▶ [Exercise aim]: Starting at the first line of the records and stopping at the line that contains "Target: hillside", transcribe every line exactly and leave out the pictures.

# # # # # # #

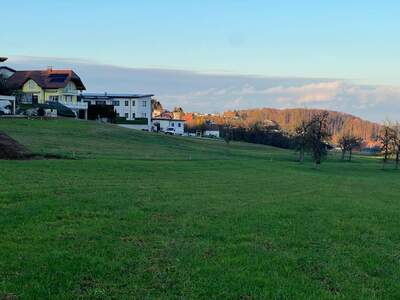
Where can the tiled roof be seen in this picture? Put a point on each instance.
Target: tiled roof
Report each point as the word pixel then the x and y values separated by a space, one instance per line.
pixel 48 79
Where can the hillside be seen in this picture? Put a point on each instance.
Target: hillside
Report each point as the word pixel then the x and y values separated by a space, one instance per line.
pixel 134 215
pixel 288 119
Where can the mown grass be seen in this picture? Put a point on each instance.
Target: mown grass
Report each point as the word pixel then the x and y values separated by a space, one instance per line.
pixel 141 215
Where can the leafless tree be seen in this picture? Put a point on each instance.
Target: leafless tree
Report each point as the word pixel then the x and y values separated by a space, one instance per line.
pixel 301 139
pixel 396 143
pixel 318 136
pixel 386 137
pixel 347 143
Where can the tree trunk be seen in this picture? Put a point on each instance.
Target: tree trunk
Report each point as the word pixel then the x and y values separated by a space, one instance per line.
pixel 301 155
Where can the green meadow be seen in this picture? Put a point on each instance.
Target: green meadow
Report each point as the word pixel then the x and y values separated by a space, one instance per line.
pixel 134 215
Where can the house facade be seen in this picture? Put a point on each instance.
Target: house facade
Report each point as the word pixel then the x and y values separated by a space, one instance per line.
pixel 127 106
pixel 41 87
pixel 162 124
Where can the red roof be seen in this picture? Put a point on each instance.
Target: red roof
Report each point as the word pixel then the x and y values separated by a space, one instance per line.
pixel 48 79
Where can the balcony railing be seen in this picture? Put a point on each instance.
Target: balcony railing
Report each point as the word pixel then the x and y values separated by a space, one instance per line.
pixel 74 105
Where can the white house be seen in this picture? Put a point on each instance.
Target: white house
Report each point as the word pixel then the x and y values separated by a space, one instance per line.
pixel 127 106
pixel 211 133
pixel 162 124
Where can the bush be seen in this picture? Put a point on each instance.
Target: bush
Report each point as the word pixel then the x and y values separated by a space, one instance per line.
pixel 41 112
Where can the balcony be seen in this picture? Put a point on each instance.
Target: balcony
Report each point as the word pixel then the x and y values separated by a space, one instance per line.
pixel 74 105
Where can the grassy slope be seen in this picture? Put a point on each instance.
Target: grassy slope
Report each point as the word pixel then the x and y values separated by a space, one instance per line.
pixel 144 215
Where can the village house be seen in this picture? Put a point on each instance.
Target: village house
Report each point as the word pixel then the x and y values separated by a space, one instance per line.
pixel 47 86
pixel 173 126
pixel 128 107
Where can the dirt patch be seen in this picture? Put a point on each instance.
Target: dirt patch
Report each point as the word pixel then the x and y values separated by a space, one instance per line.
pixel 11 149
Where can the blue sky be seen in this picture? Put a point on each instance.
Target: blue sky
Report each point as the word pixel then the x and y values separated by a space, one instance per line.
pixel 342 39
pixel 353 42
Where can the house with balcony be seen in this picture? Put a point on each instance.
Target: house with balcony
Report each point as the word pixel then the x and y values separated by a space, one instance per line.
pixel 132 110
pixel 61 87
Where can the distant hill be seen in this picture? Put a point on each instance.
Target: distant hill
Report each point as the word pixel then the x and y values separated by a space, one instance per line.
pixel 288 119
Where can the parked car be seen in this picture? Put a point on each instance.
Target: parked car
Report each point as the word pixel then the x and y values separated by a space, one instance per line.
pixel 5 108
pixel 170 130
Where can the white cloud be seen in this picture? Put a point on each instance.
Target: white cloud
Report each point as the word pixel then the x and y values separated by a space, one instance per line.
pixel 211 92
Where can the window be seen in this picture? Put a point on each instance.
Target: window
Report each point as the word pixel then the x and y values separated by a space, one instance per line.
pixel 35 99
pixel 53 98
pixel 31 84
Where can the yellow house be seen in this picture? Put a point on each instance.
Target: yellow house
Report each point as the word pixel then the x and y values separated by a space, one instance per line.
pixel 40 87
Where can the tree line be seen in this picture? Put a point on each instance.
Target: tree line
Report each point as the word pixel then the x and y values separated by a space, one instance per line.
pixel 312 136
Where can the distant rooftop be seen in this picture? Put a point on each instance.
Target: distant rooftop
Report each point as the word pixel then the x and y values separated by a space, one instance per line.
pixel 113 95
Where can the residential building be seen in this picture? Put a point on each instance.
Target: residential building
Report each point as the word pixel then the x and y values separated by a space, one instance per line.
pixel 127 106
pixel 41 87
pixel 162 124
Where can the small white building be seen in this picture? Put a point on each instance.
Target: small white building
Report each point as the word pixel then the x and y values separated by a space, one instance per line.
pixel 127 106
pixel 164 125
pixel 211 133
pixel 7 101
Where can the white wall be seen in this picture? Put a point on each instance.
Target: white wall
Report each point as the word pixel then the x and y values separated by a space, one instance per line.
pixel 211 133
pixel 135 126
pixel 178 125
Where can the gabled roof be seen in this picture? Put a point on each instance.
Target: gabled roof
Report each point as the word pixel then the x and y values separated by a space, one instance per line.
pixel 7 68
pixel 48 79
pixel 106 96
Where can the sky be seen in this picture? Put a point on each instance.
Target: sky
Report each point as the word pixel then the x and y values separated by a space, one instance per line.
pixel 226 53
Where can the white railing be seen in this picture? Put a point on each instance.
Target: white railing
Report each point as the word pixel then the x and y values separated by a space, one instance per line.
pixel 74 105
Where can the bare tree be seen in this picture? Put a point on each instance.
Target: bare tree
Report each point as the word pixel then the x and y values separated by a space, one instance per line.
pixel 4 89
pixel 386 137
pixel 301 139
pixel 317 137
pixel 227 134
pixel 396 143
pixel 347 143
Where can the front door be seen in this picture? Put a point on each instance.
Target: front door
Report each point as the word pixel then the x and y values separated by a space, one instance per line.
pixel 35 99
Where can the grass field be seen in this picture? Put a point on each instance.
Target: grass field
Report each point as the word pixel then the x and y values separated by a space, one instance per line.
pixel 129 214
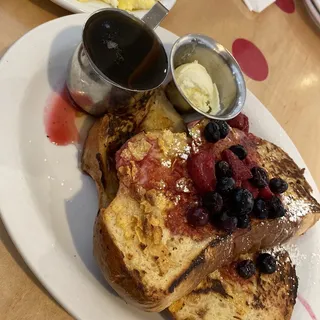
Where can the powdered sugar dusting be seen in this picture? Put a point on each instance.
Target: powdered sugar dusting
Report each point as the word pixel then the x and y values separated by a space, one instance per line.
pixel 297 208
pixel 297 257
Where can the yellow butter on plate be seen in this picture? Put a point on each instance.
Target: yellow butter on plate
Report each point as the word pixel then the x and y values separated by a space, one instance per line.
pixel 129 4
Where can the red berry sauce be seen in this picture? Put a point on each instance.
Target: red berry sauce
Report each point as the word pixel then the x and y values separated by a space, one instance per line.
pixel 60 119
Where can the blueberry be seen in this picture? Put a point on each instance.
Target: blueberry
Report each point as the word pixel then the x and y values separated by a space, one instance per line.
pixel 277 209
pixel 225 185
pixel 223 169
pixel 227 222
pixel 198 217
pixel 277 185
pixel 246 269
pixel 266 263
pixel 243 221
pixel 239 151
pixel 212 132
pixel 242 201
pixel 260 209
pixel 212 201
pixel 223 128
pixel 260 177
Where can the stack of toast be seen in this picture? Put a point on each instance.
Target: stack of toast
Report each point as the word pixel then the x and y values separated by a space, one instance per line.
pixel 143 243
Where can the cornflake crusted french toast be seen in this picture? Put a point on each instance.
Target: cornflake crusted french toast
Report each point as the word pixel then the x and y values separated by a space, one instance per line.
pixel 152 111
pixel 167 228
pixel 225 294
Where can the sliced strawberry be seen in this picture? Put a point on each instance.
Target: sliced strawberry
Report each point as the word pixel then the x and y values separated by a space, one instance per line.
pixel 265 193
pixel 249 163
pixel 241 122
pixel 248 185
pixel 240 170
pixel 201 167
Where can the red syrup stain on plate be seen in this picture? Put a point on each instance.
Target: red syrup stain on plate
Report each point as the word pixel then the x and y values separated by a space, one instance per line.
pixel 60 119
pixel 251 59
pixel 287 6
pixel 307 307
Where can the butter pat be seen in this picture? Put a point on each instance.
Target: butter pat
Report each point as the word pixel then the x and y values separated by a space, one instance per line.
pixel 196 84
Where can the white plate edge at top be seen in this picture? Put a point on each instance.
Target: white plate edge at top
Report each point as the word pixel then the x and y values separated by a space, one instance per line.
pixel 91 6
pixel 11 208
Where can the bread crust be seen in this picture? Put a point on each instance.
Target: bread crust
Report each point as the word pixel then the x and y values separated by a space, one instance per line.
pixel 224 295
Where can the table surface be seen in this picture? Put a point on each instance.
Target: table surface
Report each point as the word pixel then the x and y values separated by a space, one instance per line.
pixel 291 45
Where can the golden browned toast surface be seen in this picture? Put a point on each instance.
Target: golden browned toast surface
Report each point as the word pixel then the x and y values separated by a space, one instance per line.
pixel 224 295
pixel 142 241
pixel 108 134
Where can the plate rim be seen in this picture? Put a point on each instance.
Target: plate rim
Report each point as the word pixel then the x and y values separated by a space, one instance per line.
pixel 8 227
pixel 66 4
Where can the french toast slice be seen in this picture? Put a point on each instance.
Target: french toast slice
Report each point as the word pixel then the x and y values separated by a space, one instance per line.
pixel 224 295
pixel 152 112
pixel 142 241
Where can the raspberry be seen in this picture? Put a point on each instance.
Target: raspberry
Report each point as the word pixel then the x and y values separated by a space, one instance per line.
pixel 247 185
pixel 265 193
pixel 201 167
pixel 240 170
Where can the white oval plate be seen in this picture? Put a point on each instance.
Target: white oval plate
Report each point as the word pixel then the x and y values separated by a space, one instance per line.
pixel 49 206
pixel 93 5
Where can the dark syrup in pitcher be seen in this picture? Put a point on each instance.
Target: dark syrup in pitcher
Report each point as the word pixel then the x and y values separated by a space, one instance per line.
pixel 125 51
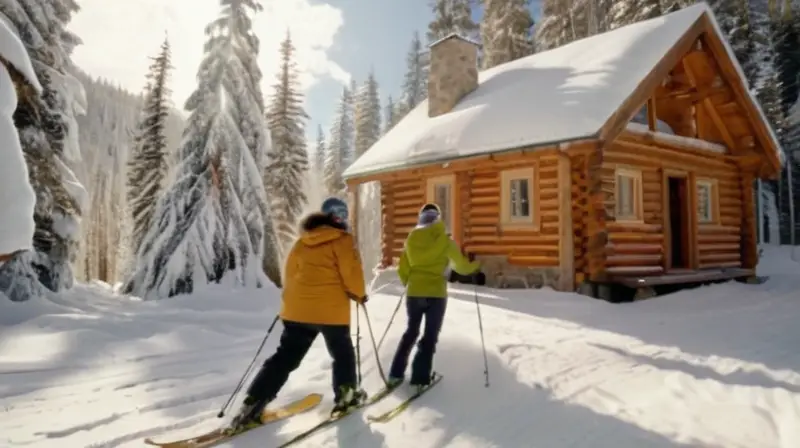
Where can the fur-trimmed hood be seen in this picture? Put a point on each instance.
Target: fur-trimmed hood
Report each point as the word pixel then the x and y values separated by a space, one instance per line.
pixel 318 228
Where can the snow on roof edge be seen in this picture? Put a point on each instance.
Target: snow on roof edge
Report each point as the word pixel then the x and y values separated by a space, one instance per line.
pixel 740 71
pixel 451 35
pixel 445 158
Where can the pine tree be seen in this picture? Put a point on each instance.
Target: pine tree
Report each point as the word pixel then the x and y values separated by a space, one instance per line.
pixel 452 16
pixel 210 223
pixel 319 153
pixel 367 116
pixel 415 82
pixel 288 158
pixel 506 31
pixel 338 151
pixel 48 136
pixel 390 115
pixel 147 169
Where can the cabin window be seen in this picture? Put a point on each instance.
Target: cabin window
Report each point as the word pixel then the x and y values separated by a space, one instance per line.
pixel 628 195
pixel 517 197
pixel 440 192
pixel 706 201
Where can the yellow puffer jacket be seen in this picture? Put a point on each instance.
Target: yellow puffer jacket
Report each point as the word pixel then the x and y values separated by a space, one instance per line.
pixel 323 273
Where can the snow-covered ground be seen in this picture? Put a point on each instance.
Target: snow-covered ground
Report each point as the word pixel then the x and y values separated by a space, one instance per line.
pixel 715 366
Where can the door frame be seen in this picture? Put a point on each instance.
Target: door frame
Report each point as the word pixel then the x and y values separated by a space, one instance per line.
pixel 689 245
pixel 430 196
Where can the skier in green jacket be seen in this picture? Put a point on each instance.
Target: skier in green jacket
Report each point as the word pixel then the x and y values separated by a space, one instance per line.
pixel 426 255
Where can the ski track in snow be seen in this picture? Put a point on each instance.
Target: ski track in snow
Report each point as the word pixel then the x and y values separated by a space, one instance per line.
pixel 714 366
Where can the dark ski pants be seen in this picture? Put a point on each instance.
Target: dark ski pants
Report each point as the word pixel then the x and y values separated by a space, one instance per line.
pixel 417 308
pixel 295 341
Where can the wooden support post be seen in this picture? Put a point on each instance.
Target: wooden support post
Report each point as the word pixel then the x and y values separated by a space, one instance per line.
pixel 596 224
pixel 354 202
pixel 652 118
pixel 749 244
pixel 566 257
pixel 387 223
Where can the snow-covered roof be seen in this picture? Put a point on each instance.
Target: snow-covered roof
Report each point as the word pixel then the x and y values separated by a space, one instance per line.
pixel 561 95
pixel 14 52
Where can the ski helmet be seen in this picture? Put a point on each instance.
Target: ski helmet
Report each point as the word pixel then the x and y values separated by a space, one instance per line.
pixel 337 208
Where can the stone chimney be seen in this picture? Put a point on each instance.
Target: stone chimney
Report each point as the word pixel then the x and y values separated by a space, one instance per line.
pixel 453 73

# # # # # # #

▶ [Answer section]:
Where can the tiled roof be seen in this picture? Put a point on each instance.
Target: tiled roof
Report each point as the word pixel then the x and y values separated by a space, one instance per line.
pixel 48 79
Where can the hillside be seen in this picture? Put a point on each instance.
Target: hillside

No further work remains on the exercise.